Ask the Director: Tom Tykwer on Lightness, Darkness and Outsourcing in “A Hologram for the King”
A Hologram for the King is Tom Tykwer’s adaptation of the 2012 Dave Eggers novel of the same name. The story follows Alan Clay (Tom Hanks) as he travels to Jeddah, Saudi Arabia, to try to outfit a hypothetical city with holographic telecommunications equipment. Alan’s fish-out-of-water experience forces him to confront his longstanding unhappiness. As Alan walks a fine line between uncertain self-worth and personal growth, the film balances light humor and dark issues while giving deeper meaning to the term “outsourcing.”
ScreenPrism spoke to director Tykwer about how the central themes operate in the film.
+-------+
- **STATED PROBLEM**: Transcribe, word for word, the part of the text on "A Hologram for the King" that opens with the words containing "Ask the Director: Tom" and closes with "in the film.".
+-------+
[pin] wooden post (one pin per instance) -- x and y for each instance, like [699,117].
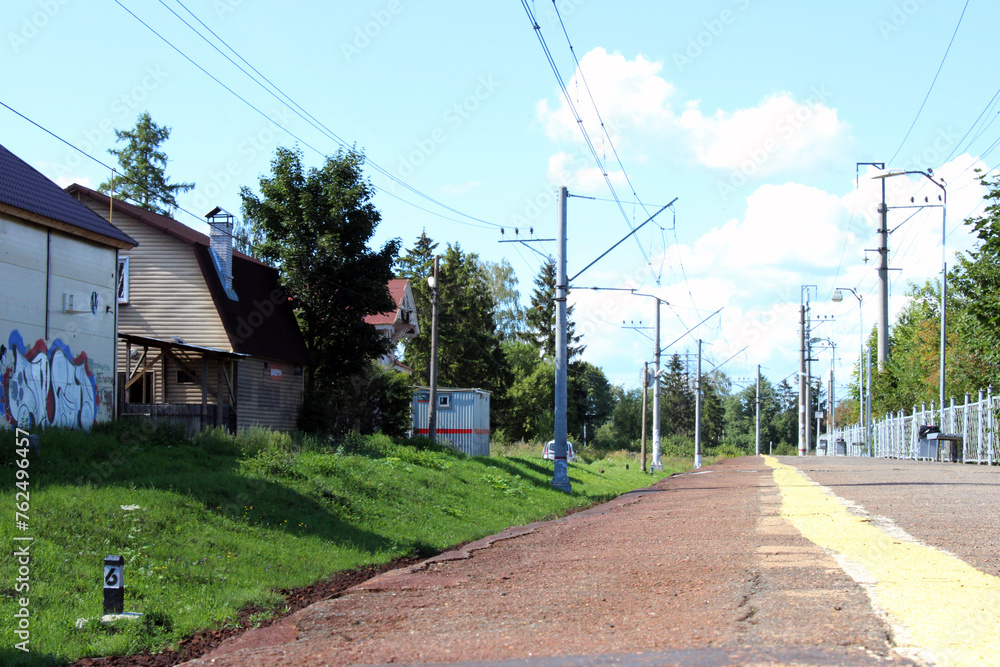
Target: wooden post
[204,391]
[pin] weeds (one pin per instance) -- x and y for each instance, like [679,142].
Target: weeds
[210,525]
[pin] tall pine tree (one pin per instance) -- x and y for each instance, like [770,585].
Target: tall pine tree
[541,317]
[469,344]
[144,164]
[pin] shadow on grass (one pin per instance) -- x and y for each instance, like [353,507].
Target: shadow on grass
[518,469]
[213,479]
[12,657]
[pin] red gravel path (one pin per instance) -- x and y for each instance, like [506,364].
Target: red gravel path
[698,569]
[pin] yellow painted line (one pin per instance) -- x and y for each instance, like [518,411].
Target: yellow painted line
[941,608]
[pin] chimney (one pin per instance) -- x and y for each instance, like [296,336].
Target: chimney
[220,223]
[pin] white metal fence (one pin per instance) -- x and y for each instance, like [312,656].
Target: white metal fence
[897,435]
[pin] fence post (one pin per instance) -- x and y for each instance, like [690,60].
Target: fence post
[965,426]
[989,417]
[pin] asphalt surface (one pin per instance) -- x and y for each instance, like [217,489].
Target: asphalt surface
[751,561]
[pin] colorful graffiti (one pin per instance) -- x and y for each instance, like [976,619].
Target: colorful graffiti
[46,385]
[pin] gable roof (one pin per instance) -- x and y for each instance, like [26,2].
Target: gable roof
[163,223]
[398,288]
[23,189]
[261,322]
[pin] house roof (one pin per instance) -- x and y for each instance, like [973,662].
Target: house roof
[261,322]
[397,292]
[163,223]
[25,189]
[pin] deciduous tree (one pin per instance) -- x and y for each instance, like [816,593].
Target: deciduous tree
[315,225]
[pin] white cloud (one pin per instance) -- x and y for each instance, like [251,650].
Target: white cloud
[629,94]
[788,227]
[461,188]
[578,175]
[777,134]
[637,107]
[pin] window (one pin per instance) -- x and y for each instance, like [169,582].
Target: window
[123,280]
[183,377]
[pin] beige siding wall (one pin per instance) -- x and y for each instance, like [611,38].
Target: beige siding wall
[266,400]
[64,377]
[167,293]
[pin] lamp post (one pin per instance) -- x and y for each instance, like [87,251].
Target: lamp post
[944,268]
[838,296]
[657,350]
[432,282]
[804,370]
[833,406]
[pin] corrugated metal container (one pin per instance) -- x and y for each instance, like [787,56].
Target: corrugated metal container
[463,418]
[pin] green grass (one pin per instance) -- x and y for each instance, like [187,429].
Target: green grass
[209,526]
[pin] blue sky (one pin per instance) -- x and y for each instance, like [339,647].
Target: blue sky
[752,114]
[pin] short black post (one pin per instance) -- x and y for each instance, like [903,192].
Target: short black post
[114,584]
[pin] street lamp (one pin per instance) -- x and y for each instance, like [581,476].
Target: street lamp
[833,406]
[944,268]
[657,464]
[838,296]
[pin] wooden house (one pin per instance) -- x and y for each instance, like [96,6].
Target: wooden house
[209,335]
[58,261]
[398,323]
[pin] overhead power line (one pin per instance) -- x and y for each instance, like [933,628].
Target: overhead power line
[933,81]
[579,120]
[299,111]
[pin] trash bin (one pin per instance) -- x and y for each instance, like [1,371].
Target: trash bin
[948,446]
[927,448]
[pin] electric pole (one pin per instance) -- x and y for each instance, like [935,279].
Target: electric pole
[656,464]
[560,474]
[432,399]
[758,411]
[645,392]
[697,413]
[883,272]
[802,375]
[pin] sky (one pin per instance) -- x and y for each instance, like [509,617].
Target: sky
[756,117]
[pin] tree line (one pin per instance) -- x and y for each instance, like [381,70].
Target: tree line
[316,225]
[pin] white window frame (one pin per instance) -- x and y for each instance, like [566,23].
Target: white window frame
[122,283]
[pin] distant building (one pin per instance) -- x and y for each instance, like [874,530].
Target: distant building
[58,311]
[397,324]
[463,418]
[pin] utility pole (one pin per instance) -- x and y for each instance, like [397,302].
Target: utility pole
[432,399]
[831,440]
[697,413]
[645,392]
[802,375]
[805,431]
[883,274]
[657,464]
[560,475]
[757,440]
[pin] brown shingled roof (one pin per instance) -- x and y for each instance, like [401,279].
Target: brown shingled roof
[261,322]
[397,290]
[25,189]
[163,223]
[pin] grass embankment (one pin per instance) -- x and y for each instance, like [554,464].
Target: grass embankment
[209,526]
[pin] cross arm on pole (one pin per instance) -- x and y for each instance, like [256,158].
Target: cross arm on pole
[624,238]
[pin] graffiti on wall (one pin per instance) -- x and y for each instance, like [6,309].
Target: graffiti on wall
[46,385]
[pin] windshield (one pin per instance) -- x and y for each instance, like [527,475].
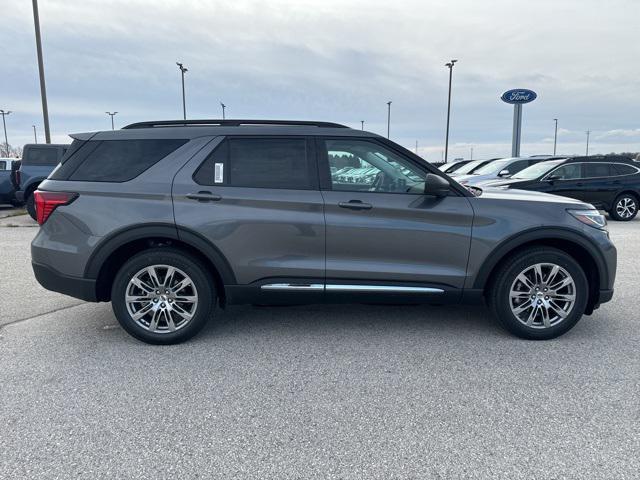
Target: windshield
[492,167]
[537,170]
[469,166]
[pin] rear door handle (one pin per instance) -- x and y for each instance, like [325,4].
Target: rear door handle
[204,196]
[355,205]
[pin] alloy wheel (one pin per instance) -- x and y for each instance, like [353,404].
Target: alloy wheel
[626,207]
[542,295]
[161,298]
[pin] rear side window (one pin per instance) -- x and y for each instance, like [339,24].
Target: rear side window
[283,163]
[621,169]
[41,156]
[595,170]
[113,160]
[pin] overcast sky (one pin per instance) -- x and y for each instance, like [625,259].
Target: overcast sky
[337,61]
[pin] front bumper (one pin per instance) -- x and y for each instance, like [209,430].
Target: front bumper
[82,288]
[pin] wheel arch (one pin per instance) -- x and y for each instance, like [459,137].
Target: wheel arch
[113,251]
[572,243]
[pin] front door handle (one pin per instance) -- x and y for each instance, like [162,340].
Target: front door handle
[204,196]
[355,205]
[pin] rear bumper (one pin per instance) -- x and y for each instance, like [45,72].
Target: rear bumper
[82,288]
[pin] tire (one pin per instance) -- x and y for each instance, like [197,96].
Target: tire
[31,206]
[521,310]
[625,208]
[164,319]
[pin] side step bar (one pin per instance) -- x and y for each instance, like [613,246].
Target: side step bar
[329,287]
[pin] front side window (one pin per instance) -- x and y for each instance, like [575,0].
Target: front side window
[536,170]
[596,170]
[622,169]
[570,171]
[362,165]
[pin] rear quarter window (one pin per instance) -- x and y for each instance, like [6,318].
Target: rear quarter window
[114,160]
[41,156]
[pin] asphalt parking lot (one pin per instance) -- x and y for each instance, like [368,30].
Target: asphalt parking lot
[315,392]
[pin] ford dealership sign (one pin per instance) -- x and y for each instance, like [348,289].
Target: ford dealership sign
[519,95]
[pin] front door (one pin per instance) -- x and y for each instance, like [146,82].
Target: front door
[382,232]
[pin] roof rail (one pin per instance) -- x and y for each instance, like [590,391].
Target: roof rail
[231,123]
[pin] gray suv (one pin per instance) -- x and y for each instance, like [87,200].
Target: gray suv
[169,219]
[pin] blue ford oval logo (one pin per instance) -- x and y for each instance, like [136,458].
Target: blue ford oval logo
[519,95]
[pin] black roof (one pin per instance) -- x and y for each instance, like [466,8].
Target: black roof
[602,158]
[231,123]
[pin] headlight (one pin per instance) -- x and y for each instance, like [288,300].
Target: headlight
[593,218]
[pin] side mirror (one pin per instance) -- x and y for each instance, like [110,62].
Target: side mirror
[436,185]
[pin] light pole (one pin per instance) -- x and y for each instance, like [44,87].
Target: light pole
[4,113]
[446,142]
[111,114]
[588,132]
[43,88]
[388,118]
[183,70]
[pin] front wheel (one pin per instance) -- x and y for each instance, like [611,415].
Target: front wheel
[540,294]
[163,296]
[625,208]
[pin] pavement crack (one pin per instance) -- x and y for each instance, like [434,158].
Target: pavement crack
[20,320]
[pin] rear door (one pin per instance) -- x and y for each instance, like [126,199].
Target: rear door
[257,200]
[383,232]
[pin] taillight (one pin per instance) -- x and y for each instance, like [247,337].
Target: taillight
[47,202]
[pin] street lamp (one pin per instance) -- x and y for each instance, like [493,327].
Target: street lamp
[588,132]
[183,70]
[111,114]
[449,65]
[4,113]
[388,118]
[43,88]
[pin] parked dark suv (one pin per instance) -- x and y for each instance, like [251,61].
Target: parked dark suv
[168,219]
[610,183]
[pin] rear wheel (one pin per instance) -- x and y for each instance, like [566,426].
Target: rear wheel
[163,296]
[625,208]
[540,294]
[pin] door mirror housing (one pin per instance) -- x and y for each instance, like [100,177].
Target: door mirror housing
[436,185]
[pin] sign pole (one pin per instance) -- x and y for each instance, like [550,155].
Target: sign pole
[517,130]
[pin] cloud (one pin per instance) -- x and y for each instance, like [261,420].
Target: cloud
[338,60]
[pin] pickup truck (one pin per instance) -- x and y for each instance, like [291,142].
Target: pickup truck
[38,161]
[7,189]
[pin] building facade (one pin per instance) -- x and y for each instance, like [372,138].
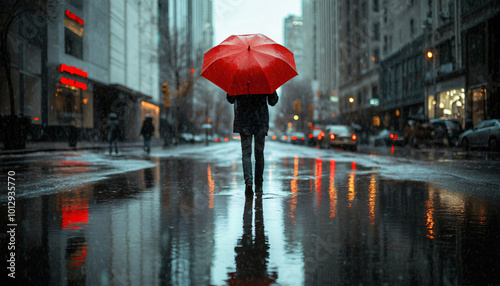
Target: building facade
[321,57]
[405,60]
[92,58]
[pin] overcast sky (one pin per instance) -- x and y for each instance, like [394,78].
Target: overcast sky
[236,17]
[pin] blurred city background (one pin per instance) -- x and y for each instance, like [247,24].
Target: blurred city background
[370,64]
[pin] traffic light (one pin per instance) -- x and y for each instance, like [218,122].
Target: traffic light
[166,98]
[296,105]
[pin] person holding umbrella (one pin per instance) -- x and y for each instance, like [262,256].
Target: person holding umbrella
[249,68]
[251,121]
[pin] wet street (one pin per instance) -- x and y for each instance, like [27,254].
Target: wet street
[180,217]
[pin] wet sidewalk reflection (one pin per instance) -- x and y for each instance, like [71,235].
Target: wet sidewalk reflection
+-------+
- **FINAL RESULT**:
Ask the Director: Tom Tykwer on Lightness, Darkness and Outsourcing in “A Hologram for the King”
A Hologram for the King is Tom Tykwer’s adaptation of the 2012 Dave Eggers novel of the same name. The story follows Alan Clay (Tom Hanks) as he travels to Jeddah, Saudi Arabia, to try to outfit a hypothetical city with holographic telecommunications equipment. Alan’s fish-out-of-water experience forces him to confront his longstanding unhappiness. As Alan walks a fine line between uncertain self-worth and personal growth, the film balances light humor and dark issues while giving deeper meaning to the term “outsourcing.”
ScreenPrism spoke to director Tykwer about how the central themes operate in the film.